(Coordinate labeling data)
· · · · ·

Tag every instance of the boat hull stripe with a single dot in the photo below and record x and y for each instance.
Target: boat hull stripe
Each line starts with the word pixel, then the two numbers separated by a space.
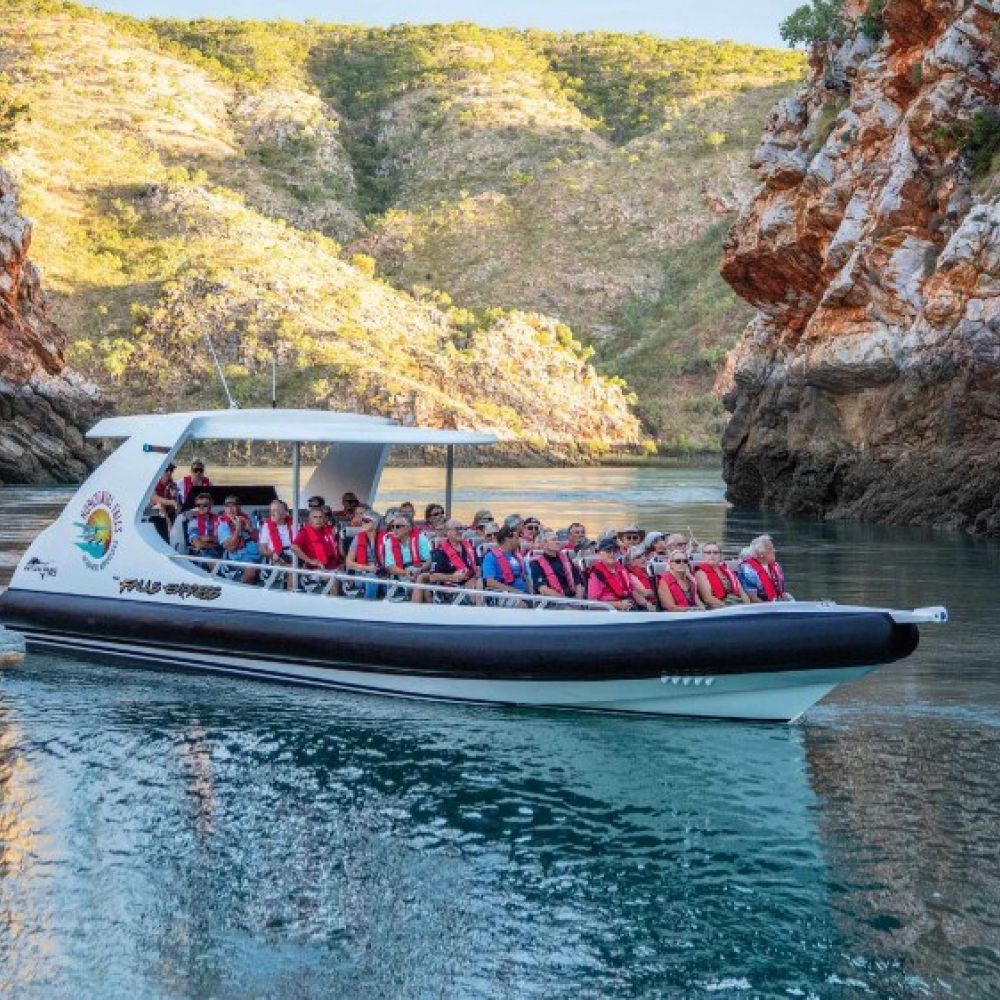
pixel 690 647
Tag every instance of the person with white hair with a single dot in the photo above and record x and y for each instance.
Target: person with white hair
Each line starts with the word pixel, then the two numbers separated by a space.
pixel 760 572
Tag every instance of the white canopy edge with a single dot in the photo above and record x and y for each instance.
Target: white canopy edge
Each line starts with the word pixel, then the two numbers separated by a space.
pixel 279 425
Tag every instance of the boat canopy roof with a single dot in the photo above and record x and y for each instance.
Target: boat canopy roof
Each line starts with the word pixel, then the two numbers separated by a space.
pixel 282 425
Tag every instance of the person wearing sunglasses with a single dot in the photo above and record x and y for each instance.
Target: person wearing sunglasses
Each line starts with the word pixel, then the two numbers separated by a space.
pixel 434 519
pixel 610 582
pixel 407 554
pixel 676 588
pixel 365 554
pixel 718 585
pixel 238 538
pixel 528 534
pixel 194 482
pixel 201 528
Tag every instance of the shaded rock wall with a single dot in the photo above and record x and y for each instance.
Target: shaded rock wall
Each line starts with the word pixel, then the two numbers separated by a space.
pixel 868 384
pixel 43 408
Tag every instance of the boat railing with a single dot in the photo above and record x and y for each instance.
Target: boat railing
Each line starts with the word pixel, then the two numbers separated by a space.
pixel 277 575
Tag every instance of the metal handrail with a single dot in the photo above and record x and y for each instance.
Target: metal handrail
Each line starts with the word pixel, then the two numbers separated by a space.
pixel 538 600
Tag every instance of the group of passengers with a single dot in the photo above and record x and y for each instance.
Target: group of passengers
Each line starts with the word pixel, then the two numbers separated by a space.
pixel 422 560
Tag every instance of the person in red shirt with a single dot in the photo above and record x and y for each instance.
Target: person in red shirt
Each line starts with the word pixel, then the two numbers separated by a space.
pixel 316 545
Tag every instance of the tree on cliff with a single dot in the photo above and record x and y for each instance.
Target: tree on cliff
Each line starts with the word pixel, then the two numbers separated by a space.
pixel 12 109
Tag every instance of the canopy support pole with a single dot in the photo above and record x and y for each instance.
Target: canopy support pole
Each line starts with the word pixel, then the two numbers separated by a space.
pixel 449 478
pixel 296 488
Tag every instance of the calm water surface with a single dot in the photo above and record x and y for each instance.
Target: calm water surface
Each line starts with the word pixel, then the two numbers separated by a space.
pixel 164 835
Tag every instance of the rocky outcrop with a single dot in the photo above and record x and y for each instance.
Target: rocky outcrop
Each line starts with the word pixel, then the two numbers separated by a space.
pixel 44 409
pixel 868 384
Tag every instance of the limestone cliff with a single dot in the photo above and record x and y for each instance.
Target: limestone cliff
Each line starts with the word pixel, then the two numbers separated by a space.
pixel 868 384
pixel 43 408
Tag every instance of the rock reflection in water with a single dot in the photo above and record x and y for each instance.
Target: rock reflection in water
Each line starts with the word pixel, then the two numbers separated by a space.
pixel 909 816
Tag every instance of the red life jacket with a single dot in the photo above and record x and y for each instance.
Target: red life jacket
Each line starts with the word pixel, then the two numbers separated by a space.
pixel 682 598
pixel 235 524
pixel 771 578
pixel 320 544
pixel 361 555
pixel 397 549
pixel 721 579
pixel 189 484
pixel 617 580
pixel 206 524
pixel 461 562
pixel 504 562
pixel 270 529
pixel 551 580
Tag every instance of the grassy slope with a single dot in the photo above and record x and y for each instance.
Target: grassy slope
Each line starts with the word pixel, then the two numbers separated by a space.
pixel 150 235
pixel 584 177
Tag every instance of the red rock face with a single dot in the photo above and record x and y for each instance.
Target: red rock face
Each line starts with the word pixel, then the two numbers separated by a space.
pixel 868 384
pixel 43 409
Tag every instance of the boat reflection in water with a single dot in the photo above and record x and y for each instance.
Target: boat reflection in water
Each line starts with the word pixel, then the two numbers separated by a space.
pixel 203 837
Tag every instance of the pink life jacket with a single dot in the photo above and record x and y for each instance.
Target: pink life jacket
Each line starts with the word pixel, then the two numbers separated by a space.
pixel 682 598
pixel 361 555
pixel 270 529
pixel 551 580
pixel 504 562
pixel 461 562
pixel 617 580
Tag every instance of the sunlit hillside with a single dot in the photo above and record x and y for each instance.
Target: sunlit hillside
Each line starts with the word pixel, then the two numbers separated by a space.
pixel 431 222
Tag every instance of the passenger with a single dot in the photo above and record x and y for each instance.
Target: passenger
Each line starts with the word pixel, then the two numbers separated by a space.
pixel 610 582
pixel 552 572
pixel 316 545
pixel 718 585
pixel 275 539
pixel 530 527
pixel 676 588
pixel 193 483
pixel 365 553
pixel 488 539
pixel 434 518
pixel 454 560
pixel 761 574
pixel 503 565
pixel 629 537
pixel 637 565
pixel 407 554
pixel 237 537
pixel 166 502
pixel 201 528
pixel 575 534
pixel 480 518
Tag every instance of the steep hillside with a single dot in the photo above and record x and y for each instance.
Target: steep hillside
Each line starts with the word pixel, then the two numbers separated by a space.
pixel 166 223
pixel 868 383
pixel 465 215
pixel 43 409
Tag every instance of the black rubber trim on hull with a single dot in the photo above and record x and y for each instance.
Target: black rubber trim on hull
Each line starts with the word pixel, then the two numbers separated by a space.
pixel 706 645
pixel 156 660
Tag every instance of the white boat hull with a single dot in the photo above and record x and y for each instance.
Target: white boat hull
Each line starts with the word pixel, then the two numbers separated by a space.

· · · · ·

GOAL OF THE EXERCISE:
Edit all of the records above so that every occurrence of "single dot" becomes "single point", leaving everything else unchanged. Omit the pictures from your answer.

COMPLETE RESPONSE:
Tag every instance of the boat hull stripe with a single point in the photo below and record x and y for each instance.
Target: boat hull stripe
Each line starts with the word pixel, then the two numbers separated by a space.
pixel 690 647
Tag every instance of the person with white hair with a single point in the photo above and record x and y for each instance.
Target: person with white hair
Each line starts with the word pixel, then the two numbers separated by a space.
pixel 760 572
Tag every instance of the white canopy edge with a single point in the photo above and record x and y for each instance.
Target: white canopy edge
Each line starts with the word pixel, then the two numbers separated by a space.
pixel 279 425
Tag every instance of the boat canopy roof with a single point in the photo above and record x and y for each instance.
Target: boat canopy roof
Each line starts with the word pixel, then the two numbers separated by a space.
pixel 282 425
Tag every instance of the person wearing sunglasses with a single point in the photo above and record x and y for each instance.
Target: person wearing sunglasses
Each line starts with the word pixel, then the two numbers separated by a space.
pixel 434 519
pixel 610 582
pixel 407 554
pixel 676 588
pixel 365 554
pixel 718 585
pixel 238 538
pixel 528 534
pixel 194 482
pixel 201 528
Tag every instance of the shaded rock wall with a single point in the photo above and record x and y for each instance.
Target: shaded rock wall
Each line starts with the word pixel, then the two numbers separated by a space.
pixel 868 384
pixel 43 408
Tag every instance of the boat railing with a single point in the photo above and record x and y for each instance.
Target: boat railing
Each line starts with the word pixel, then the two numbers separated by a space.
pixel 277 575
Tag every instance of the metal handrail with a single point in the photo above and record x and y for each instance.
Target: metal handrail
Each line starts with the word pixel, then the two numbers separated by a space.
pixel 538 600
Tag every instance of the group of passengers with a single point in the photo above and record x and y for each instance.
Target: group of passengers
Each line starts with the word pixel, then the two numbers separated by a space.
pixel 422 560
Tag every instance of the person in red shirt with a single point in the photo above and record x and y for each instance.
Target: person in red shirt
Each line starts with the word pixel, then the two numbers separated by a space.
pixel 316 545
Tag every instance of the tree on cliff with a single point in the photo above and record x and y for each instance.
Target: tree on cliff
Each line starts with the word pixel, then the two numbers separated by a space.
pixel 12 109
Tag every instance of the canopy support pole with a single point in the photo above and record x and y for each instance.
Target: canopy support pole
Each line starts with the word pixel, then the two numbers separated by a space.
pixel 449 478
pixel 296 488
Tag every instance of the calm water surface with a single point in the photo above and record x and y for each instance.
Target: calm water surface
Each line starts with the word pixel, then the two numbers separated by a space.
pixel 164 835
Tag every instance of the rocky outcrop with a single point in the photo above and record x and y for each instance.
Target: rocky outcrop
Each line starts with the word pixel, then the two numbers separated by a space.
pixel 44 409
pixel 868 384
Tag every instance of the limestone cliff with a single point in the photo above and record x and y for each instance.
Target: limestone cliff
Each line starts with the word pixel, then the two numbers separated by a space.
pixel 868 384
pixel 43 408
Tag every instance of the rock reflection in water with a single point in the photo above and record x and y for each instance.
Target: rock reflection in water
Each line starts with the word pixel, then the two numbers separated by a space.
pixel 909 816
Tag every instance of the red life jacket with a single point in the photo above and record x and y for each instance.
Target: red life jacket
Each line starts with the word pixel, then the two numbers separated by a space.
pixel 682 598
pixel 235 524
pixel 771 578
pixel 320 544
pixel 361 555
pixel 397 549
pixel 721 579
pixel 189 484
pixel 617 580
pixel 206 524
pixel 461 562
pixel 504 562
pixel 270 529
pixel 551 580
Tag every instance of the grassy slope with a single point in the photo above and record x and y for each instance.
Target: grassy slope
Each line starts with the word pixel, then the two numbers separated by a space.
pixel 150 235
pixel 584 177
Tag every instance of the red rock face with a single point in the photo above and record x and y for each instance.
Target: red rock face
Each line starts with the word pixel, then the two numbers separated by a space.
pixel 868 384
pixel 43 409
Tag every instance of the boat reflection in water with a single point in the photo above and record x and y for each instance.
Target: boat reflection in water
Each line starts with the word pixel, then the two numbers separated by a space.
pixel 203 837
Tag every instance of the pink life jacket with a single point in the photo above and record x and y for each instance.
Target: pink life jacket
Each line starts with the word pixel, then the two numbers separated by a space.
pixel 682 598
pixel 361 555
pixel 270 529
pixel 551 580
pixel 504 562
pixel 461 562
pixel 617 580
Tag every instance of the sunlit hillside with a single point in the photo above and record x and y for each instance.
Target: sunlit hillside
Each line starts with the word pixel, then the two numbers separated by a space.
pixel 431 222
Tag every instance of the passenger with a single point in the photo above and record x and y for each instance.
Target: passenger
Each line starts with the word pixel, then the two numbers separated by a space.
pixel 610 582
pixel 552 572
pixel 316 545
pixel 718 585
pixel 275 539
pixel 530 527
pixel 676 588
pixel 193 483
pixel 365 553
pixel 488 539
pixel 434 518
pixel 454 560
pixel 761 574
pixel 503 565
pixel 629 537
pixel 637 565
pixel 407 554
pixel 237 537
pixel 166 502
pixel 201 528
pixel 575 534
pixel 480 518
Tag every instance of the steep hillside with a single point in the photo above and record x and y for each instance.
Target: steep hillside
Each line starts with the word pixel, then the two numbers separated by a space.
pixel 166 223
pixel 868 383
pixel 465 215
pixel 43 409
Tag every instance of the black rubber trim on hull with a single point in the photo above and record x and y for each instance.
Target: black rubber trim on hull
Each line starts with the word pixel, then the two numbers separated by a space.
pixel 706 645
pixel 156 660
Tag every instance of the white boat hull with a single point in the photo above and record x and y for each instance.
Target: white boat hull
Each line starts with the word pixel, then the two numbers separated by a space.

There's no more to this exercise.